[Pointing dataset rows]
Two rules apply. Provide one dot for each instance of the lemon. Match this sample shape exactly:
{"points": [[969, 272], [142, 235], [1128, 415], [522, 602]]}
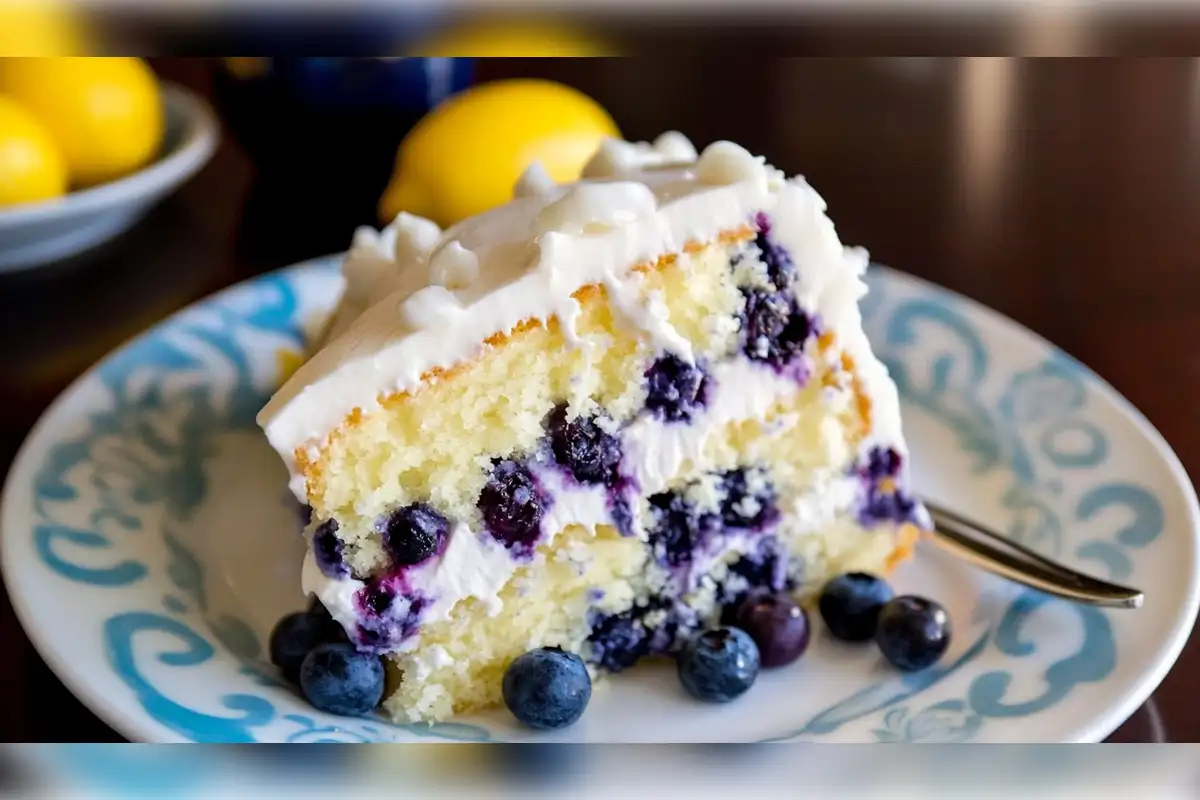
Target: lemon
{"points": [[105, 114], [465, 156], [515, 38], [31, 168], [40, 28]]}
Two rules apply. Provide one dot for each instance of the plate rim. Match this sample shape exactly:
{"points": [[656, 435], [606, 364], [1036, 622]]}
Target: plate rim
{"points": [[141, 727]]}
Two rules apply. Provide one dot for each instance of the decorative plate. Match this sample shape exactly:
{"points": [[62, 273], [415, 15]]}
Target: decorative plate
{"points": [[149, 545]]}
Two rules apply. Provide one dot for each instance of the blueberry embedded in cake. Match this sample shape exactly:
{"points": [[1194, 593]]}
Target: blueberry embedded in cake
{"points": [[598, 422]]}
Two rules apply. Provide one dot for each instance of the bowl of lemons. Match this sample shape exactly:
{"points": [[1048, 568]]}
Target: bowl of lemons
{"points": [[87, 148]]}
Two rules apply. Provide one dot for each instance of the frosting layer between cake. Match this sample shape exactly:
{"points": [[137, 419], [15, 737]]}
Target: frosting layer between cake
{"points": [[441, 296]]}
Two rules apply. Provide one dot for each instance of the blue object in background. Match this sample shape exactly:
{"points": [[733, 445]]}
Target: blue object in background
{"points": [[323, 134]]}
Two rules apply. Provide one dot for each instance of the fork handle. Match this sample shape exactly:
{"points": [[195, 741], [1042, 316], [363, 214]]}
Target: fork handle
{"points": [[960, 536]]}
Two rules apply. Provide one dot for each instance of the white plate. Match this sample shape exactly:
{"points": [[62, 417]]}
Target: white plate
{"points": [[46, 232], [149, 545]]}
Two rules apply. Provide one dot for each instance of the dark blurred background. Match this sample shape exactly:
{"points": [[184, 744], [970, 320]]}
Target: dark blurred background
{"points": [[1063, 193]]}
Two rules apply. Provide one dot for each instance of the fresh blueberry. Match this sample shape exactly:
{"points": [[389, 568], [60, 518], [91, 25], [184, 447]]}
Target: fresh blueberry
{"points": [[748, 500], [913, 632], [765, 570], [719, 666], [893, 506], [513, 506], [675, 389], [388, 618], [321, 615], [327, 549], [547, 689], [678, 529], [850, 605], [773, 328], [882, 462], [583, 447], [777, 624], [780, 268], [618, 641], [293, 638], [414, 533], [339, 679]]}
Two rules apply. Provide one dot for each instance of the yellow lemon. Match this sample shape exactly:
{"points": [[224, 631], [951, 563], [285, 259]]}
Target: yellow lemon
{"points": [[465, 156], [105, 114], [30, 166], [40, 28], [508, 38]]}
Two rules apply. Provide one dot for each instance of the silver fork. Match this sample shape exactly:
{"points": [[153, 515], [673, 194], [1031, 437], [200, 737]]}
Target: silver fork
{"points": [[1000, 554]]}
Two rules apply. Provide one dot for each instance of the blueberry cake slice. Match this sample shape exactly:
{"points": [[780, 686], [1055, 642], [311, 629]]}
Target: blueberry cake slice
{"points": [[591, 419]]}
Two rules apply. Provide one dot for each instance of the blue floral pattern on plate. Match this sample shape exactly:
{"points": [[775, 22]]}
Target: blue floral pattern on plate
{"points": [[106, 500]]}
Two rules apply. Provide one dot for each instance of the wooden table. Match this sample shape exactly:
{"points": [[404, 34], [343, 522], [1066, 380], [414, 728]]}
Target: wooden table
{"points": [[1065, 194]]}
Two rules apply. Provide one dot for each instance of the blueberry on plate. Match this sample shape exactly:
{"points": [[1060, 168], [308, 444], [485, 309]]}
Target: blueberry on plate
{"points": [[850, 605], [719, 666], [913, 632], [547, 689], [297, 635], [339, 679], [778, 626]]}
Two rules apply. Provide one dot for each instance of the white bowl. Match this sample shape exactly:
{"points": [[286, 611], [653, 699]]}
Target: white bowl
{"points": [[39, 233]]}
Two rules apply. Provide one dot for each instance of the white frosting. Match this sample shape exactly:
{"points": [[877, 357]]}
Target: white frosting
{"points": [[527, 258], [475, 565], [617, 157], [597, 208], [743, 390], [534, 181], [453, 266]]}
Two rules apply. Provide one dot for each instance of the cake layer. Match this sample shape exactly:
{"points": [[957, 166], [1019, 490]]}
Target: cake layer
{"points": [[419, 304], [593, 419]]}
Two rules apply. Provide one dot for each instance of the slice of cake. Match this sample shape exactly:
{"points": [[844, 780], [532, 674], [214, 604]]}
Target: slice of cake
{"points": [[591, 419]]}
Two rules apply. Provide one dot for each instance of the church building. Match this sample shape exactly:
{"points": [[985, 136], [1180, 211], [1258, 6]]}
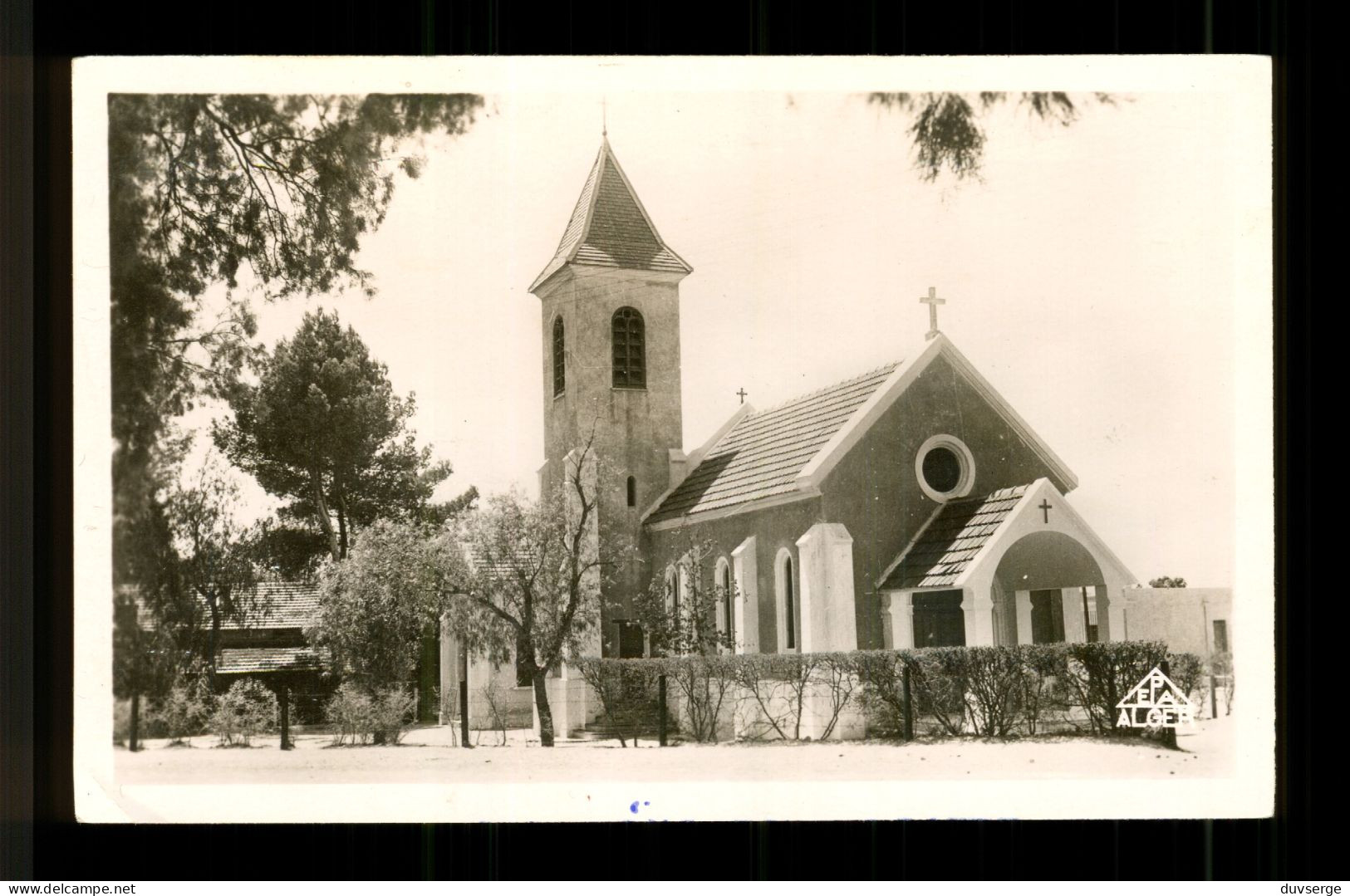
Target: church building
{"points": [[906, 507]]}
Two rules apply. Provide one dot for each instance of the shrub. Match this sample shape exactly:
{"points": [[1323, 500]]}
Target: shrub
{"points": [[1043, 683], [181, 712], [350, 712], [246, 710], [395, 708], [626, 691], [939, 682], [994, 688], [1101, 673], [360, 717], [881, 676]]}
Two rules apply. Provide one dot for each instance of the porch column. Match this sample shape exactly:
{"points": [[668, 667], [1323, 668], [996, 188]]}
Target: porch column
{"points": [[1075, 628], [827, 608], [745, 570], [1024, 617], [979, 617], [900, 619], [1112, 624]]}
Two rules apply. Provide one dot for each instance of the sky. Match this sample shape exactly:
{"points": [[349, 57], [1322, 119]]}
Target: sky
{"points": [[1090, 276]]}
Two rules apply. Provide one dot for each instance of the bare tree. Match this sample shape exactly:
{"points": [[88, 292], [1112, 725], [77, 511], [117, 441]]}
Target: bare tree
{"points": [[535, 578]]}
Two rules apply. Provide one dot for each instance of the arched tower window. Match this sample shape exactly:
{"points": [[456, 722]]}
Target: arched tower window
{"points": [[559, 358], [630, 349]]}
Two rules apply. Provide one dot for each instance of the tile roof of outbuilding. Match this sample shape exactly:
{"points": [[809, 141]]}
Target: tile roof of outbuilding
{"points": [[280, 605], [762, 455], [952, 539], [243, 660], [611, 228]]}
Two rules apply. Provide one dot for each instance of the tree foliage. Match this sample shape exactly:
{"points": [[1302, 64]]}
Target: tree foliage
{"points": [[204, 188], [533, 579], [680, 609], [215, 557], [946, 131], [324, 428], [380, 602]]}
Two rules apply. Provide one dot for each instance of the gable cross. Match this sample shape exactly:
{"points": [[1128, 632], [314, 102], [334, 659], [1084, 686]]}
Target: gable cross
{"points": [[932, 301]]}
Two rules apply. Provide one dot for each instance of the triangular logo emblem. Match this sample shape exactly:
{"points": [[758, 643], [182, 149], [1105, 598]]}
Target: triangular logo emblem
{"points": [[1155, 702]]}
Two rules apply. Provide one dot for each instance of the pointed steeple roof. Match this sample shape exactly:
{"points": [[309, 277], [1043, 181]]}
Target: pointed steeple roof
{"points": [[611, 228]]}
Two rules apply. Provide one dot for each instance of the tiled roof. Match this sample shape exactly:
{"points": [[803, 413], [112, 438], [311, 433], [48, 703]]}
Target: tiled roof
{"points": [[948, 544], [762, 455], [238, 660], [609, 228], [281, 605]]}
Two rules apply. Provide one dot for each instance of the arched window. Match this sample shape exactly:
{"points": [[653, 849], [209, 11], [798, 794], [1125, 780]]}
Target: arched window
{"points": [[727, 611], [630, 350], [559, 358], [786, 602]]}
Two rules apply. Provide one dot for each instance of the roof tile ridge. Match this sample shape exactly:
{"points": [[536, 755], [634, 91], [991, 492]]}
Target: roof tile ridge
{"points": [[840, 384]]}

**Exercise prompt**
Rewrite every line of the rows above as a JSON list of strings, one string per line, leaving out blank lines. Omit the pictures from your answer.

**Final answer**
[
  "Two rules apply. Provide one dot for each instance of the lemon. Match this sample shape exactly:",
  "{\"points\": [[969, 272], [142, 235], [1128, 415], [522, 602]]}",
  "Target: lemon",
  "{\"points\": [[105, 114], [465, 156], [515, 38], [31, 168], [40, 28]]}",
  "Two rules apply. Provide one dot for each instance of the plate rim. Match this sample shape exactly:",
  "{\"points\": [[656, 435], [606, 364], [1036, 622]]}",
  "Target: plate rim",
  "{\"points\": [[141, 727]]}",
  "Two rules apply. Provide one dot for each instance of the decorative plate. Match this sample shape exactly:",
  "{\"points\": [[62, 273], [415, 15]]}",
  "Target: decorative plate",
  "{\"points\": [[149, 545]]}",
  "Two rules apply. Provide one dot for each instance of the blueberry embedded in cake. Match this sample shape exactly:",
  "{\"points\": [[1194, 593]]}",
  "Target: blueberry embedded in cake",
  "{\"points\": [[598, 422]]}",
  "Two rules apply. Provide one dot for each instance of the bowl of lemons. Match this sample shape exactly:",
  "{\"points\": [[1048, 568]]}",
  "Target: bowl of lemons",
  "{\"points\": [[87, 148]]}",
  "Two rules apply. Provide one dot for each instance of the frosting layer between cake. Match this sample shape exactly:",
  "{\"points\": [[137, 419], [15, 737]]}",
  "Target: frosting layer between cake",
  "{\"points\": [[441, 296]]}",
  "Two rules apply. Provide one dot for each instance of the blue object in background. Match this sample shape exactly:",
  "{\"points\": [[733, 445]]}",
  "Target: blue object in background",
  "{\"points\": [[323, 134]]}",
  "Two rules apply. Provide one dot for each instance of the fork handle. Match this sample shape exactly:",
  "{\"points\": [[195, 741], [1042, 316], [363, 214]]}",
  "Target: fork handle",
  "{\"points\": [[960, 536]]}",
  "Two rules apply. Provide one dot for each instance of the white plate. Match this sample shape exactly:",
  "{\"points\": [[62, 417]]}",
  "Target: white plate",
  "{\"points\": [[46, 232], [149, 545]]}",
  "Two rules apply. Provide one dot for each instance of the dark blurred background. Match this sample shape exactly:",
  "{\"points\": [[184, 744], [970, 320]]}",
  "Target: dark blurred background",
  "{\"points\": [[1063, 193]]}",
  "Two rules apply. Provide one dot for each instance of the fresh blueberry. Match this sample shape exactly:",
  "{\"points\": [[389, 568], [60, 518], [91, 25], [184, 447]]}",
  "Target: fresh blueberry",
  "{\"points\": [[748, 500], [913, 632], [765, 570], [719, 666], [893, 506], [513, 506], [675, 389], [388, 618], [321, 615], [327, 549], [547, 689], [678, 529], [850, 605], [773, 328], [882, 462], [583, 447], [777, 624], [780, 268], [618, 641], [293, 638], [414, 533], [339, 679]]}",
  "Two rules apply. Provide one dot for each instance of the yellow lemon. Match this sample shape exactly:",
  "{\"points\": [[224, 631], [951, 563], [285, 259]]}",
  "Target: yellow lemon",
  "{\"points\": [[465, 156], [105, 114], [30, 166], [40, 28], [508, 38]]}",
  "Two rules apply. Provide one dot for each instance of the silver fork. Match this sample shape exactly:",
  "{\"points\": [[153, 515], [673, 194], [1031, 437], [200, 737]]}",
  "Target: silver fork",
  "{\"points\": [[1000, 554]]}",
  "Two rules apply. Provide one dot for each instance of the blueberry cake slice. Match this sample shape exactly:",
  "{\"points\": [[780, 686], [1055, 642], [311, 629]]}",
  "Target: blueberry cake slice",
  "{\"points\": [[591, 419]]}",
  "Two rules apply. Provide one dot for each instance of the blue floral pattern on plate. Match this sample shape exactly:",
  "{\"points\": [[775, 22]]}",
  "Target: blue floral pattern on plate",
  "{\"points\": [[106, 500]]}",
  "Two rules apply. Provide one dot for each instance of the wooden table. Match this sample shape exactly:",
  "{\"points\": [[404, 34], [343, 522], [1066, 380], [414, 728]]}",
  "Target: wooden table",
  "{\"points\": [[1065, 194]]}",
  "Two rules apply. Provide one dot for each instance of the blueberry on plate. Match this sample shape exactly:",
  "{\"points\": [[1060, 168], [308, 444], [485, 309]]}",
  "Target: blueberry on plate",
  "{\"points\": [[850, 605], [719, 666], [913, 632], [547, 689], [297, 635], [339, 679], [778, 626]]}",
  "Two rules apply. Provide one dot for each instance of the white bowl. Match this sample shape exactly:",
  "{\"points\": [[286, 611], [653, 699]]}",
  "Target: white bowl",
  "{\"points\": [[39, 233]]}",
  "Two rules apply. Provide one dot for each instance of the white frosting. Match this sample shape exactly:",
  "{\"points\": [[877, 357]]}",
  "Target: white frosting",
  "{\"points\": [[527, 258], [475, 565], [617, 157], [597, 208], [743, 390], [534, 181], [453, 266]]}",
  "Two rules apply. Provide one dot for each instance of the cake layer. Match this sample shape exactly:",
  "{\"points\": [[957, 166], [1019, 490]]}",
  "Target: cake layer",
  "{\"points\": [[419, 304], [593, 419]]}",
  "Two rules apply. Provide one dot for each instance of the slice of cake. Match this sample shape exactly:",
  "{\"points\": [[844, 780], [532, 674], [214, 604]]}",
  "Target: slice of cake",
  "{\"points\": [[591, 419]]}",
  "Two rules apply. Provide one dot for each instance of the church building. Match this sample shape exactly:",
  "{\"points\": [[985, 136], [1180, 211], [1258, 6]]}",
  "Target: church building",
  "{\"points\": [[906, 507]]}",
  "Two rules apply. Provide one dot for each instance of the shrub. Match this sample shape exactly:",
  "{\"points\": [[1323, 500]]}",
  "Target: shrub",
  "{\"points\": [[1043, 683], [181, 712], [350, 712], [246, 710], [395, 708], [626, 691], [939, 682], [994, 688], [1101, 673], [360, 717], [881, 676]]}",
  "Two rules apply. Provide one dot for each instance of the porch column. Match this sample shape exactly:",
  "{\"points\": [[668, 667], [1323, 668], [996, 188]]}",
  "Target: porch column",
  "{\"points\": [[1075, 628], [827, 608], [745, 570], [1024, 617], [979, 617], [900, 619], [1112, 624]]}",
  "Two rules apply. Provide one dot for each instance of the sky. Match this sample shape exactly:",
  "{\"points\": [[349, 57], [1322, 119]]}",
  "Target: sky",
  "{\"points\": [[1090, 276]]}",
  "Two rules apply. Provide one dot for each instance of the bare tree. Match this sample shape exactly:",
  "{\"points\": [[88, 292], [1112, 725], [77, 511], [117, 441]]}",
  "Target: bare tree",
  "{\"points\": [[535, 578]]}",
  "Two rules apply. Provide one dot for each instance of the arched tower window. Match this sample shape exactly:",
  "{\"points\": [[456, 722]]}",
  "Target: arched tower window",
  "{\"points\": [[559, 358], [630, 349]]}",
  "Two rules apply. Provide one dot for each instance of the tile roof of outbuilding. Match this sample shape exactly:",
  "{\"points\": [[809, 141]]}",
  "Target: tile roof of outbuilding",
  "{\"points\": [[280, 605], [762, 455], [952, 539], [243, 660], [611, 228]]}",
  "Two rules apply. Provide one dot for each instance of the tree foliage. Match this sample shape exactly:",
  "{\"points\": [[1302, 64]]}",
  "Target: tree foliage",
  "{\"points\": [[204, 188], [533, 579], [680, 609], [215, 557], [946, 131], [324, 428], [380, 602]]}",
  "Two rules apply. Provide one dot for each instance of the gable cross. Match this sample shape exactly:",
  "{\"points\": [[1128, 632], [314, 102], [334, 659], [1084, 686]]}",
  "Target: gable cross",
  "{\"points\": [[932, 301]]}",
  "Two rules apply. Provide one dot for each instance of the triangular logo emblem. Match this sample shape exactly:",
  "{\"points\": [[758, 643], [182, 149], [1105, 598]]}",
  "Target: triangular logo emblem",
  "{\"points\": [[1155, 702]]}",
  "Two rules apply. Provide one dot for each instance of the pointed steeple roof. Match this sample shape exactly:",
  "{\"points\": [[309, 277], [1043, 181]]}",
  "Target: pointed steeple roof",
  "{\"points\": [[611, 228]]}",
  "Two rules apply. Provide one dot for each instance of the tiled roof. Match this sample shape exactly:",
  "{\"points\": [[803, 413], [112, 438], [311, 433], [48, 703]]}",
  "Target: tiled roof",
  "{\"points\": [[948, 544], [762, 455], [238, 660], [609, 228], [281, 605]]}",
  "Two rules apply. Provide one dot for each instance of the arched window. Match this sample shape exactly:",
  "{\"points\": [[653, 849], [209, 11], [798, 794], [1125, 780]]}",
  "Target: arched window",
  "{\"points\": [[727, 611], [630, 350], [559, 358], [786, 602]]}",
  "Two rules apply. Provide one dot for each instance of the roof tile ridge. Match this sample shape exactly:",
  "{\"points\": [[536, 755], [634, 91], [991, 492]]}",
  "Target: roof tile ridge",
  "{\"points\": [[840, 384]]}"
]